**Work order 1:** In the Czarnylas genealogy post, what group hosts the website with transcriptions of the village's baptismal, marriage, and death records?
**Work order 2:** Resume the Czarnylas genealogy post after its final sentence, keeping the same first-person voice.

Friday, October 11, 2019

Building Castles in the Air


You may have heard the advice against building castles in the air. Today, we'll consider the wisdom of building family trees in the air. It may turn out to be attached to the same sage warning, but I'm still tempted to explore the possibilities.

Here's the situation. I've received word that there are six DNA matches, all of whom contain the surname Michalski with an ancestral connection to a woman with a maiden name so similar to one in my mystery grandfather's roots—Zegar—as to present too tempting a connection to ignore. All these DNA-match families lead back, in the late 1800s, to a tiny village in Poland called Czarnylas. And records for these few hundred souls—baptismal, marriage, and death—happen to have their transcriptions resident in one freely-accessible website hosted by a group known, in English, as the Pomeranian Genealogical Association.

Granted, a lot could go wrong, relying solely upon transcriptions of handwritten records. The handwriting could be read incorrectly. Or copied carelessly. Or transposed with half the information from the next record in the set. Without being able to see the documents for myself, I can't really be sure all the information was transcribed accurately. Or that the information given is all that was provided—there might be even more notes that could further help my research, if only I could see them.

But hey, there it was: a treasure trove of data from a tiny village which even now has less than five hundred people. What are my chances that I'd pick the wrong Paulina Zegarska married to Andreas Czechowski? We're surely not talking the Polish equivalent of Smith here.

So I took my chances. I started first with what I knew, and looked up Walerya and her older sister Weronika, the Czechowska sisters who married Michalski men before immigrating to Milwaukee, Wisconsin. There they were: the transcriptions, at least, for Weronika's marriage in 1878, and Walerya's in 1886.

**Dataset content:**
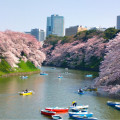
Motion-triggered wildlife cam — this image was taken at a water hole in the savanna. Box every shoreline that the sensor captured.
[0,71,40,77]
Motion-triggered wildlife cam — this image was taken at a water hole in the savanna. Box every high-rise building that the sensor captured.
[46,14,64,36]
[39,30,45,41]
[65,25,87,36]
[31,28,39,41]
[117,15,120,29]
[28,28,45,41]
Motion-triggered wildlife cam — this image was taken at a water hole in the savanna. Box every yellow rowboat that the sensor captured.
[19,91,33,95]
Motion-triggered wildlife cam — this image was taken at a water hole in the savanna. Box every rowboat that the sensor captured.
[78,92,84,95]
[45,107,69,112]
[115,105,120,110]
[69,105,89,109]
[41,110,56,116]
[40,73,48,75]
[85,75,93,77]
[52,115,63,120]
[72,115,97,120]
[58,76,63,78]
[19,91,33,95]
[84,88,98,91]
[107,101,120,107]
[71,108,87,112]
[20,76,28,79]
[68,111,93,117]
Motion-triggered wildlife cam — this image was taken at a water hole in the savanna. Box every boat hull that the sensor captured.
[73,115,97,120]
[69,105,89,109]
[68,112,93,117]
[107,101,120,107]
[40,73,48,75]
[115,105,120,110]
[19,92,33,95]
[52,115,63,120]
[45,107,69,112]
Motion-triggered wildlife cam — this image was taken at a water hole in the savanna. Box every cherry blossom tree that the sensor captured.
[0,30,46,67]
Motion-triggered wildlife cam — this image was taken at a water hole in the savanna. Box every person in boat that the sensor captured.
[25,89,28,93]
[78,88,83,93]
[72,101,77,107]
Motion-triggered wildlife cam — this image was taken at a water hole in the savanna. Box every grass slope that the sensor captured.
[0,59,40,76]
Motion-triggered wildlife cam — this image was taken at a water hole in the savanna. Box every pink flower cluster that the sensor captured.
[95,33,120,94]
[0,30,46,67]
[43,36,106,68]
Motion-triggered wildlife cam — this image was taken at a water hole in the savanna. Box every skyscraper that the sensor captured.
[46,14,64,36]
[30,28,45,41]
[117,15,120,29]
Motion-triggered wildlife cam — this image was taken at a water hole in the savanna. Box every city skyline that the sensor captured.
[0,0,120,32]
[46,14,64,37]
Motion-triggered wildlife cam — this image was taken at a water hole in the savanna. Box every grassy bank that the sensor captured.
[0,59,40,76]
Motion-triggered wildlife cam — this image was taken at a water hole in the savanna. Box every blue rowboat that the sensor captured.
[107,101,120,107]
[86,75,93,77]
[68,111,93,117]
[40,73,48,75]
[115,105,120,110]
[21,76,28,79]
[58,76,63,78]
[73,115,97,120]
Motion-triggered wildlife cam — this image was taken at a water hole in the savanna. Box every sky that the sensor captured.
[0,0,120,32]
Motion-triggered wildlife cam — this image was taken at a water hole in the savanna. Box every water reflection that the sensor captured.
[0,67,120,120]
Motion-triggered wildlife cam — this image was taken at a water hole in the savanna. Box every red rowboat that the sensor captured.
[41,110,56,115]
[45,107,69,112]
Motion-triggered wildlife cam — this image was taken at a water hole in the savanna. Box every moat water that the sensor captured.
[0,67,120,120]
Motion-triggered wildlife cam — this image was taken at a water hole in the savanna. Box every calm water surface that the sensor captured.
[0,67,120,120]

* * *

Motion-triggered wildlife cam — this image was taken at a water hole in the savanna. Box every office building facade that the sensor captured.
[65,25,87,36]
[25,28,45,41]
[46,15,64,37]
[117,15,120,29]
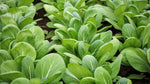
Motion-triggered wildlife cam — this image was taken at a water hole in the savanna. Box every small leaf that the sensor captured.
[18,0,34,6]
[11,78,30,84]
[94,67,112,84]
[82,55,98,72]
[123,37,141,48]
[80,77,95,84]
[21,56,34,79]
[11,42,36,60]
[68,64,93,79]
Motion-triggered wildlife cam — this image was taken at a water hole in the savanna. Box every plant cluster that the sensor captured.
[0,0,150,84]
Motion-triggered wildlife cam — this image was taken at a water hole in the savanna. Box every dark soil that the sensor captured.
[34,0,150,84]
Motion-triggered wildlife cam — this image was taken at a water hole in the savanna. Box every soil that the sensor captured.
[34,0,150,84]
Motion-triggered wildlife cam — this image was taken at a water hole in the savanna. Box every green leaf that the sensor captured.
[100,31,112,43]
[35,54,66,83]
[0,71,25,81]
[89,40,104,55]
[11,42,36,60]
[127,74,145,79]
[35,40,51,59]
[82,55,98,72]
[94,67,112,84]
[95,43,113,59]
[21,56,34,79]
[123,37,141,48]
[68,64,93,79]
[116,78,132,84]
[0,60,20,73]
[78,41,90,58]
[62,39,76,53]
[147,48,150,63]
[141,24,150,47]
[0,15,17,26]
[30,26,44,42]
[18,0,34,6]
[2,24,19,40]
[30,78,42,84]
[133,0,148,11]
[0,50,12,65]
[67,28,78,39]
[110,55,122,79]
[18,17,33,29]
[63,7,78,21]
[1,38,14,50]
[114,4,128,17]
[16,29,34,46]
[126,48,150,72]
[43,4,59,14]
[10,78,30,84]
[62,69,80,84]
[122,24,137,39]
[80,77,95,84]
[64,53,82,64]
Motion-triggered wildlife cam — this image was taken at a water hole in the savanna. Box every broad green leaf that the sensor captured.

**Expected answer 1:** A group known in English as the Pomeranian Genealogical Association.

**Expected answer 2:**
From there, I decided to push my way backwards in time. I looked for baptismal records for the two Czechowska sisters by targeting my search to Czarnylas only, and selected a reasonable but wide date range. Since Polish tradition dictated that women's surnames which end in -ska would be connected with fathers whose names were the familiar -ski suffix we associate with that ethnicity, I knew I'd be looking for records for a father whose surname was Czechowski.

And the search was on. I was ready for this process of elimination. First, I confirmed the dates of baptism for the sisters—1857 and 1870, respectively—and then took in the names of their parents. That's how I discovered their mother's maiden name of Zegarska.

Along the way, I noticed how many siblings the two Czechowska girls had, and realized I may someday need this information, organized into a family tree format. And so, I began...

Eventually, I got the brainy idea to correlate the baptismal information on this one section of the website with marriage information from another part of the search feature. But something got in the way of my brainy idea: it seemed each of the Czechowska girls were getting married at incredibly young ages. What was going on here? Was this a listing of betrothals, rather than actual marriages?

It dawned on me at that point that, like those of so many other ethnicities I've researched, Polish families might have also followed that tradition of naming their babies after their older relatives. Could there have been a previous generation busily naming their daughters these same names?

This required a repetition of the birth records search, and another round of adding records to my family-tree-in-the-air. I augmented this when I got the brainy idea to branch out and look for that Zegarska surname in the same way—look for the dad in baptismal records by entering his surname as Zegarski.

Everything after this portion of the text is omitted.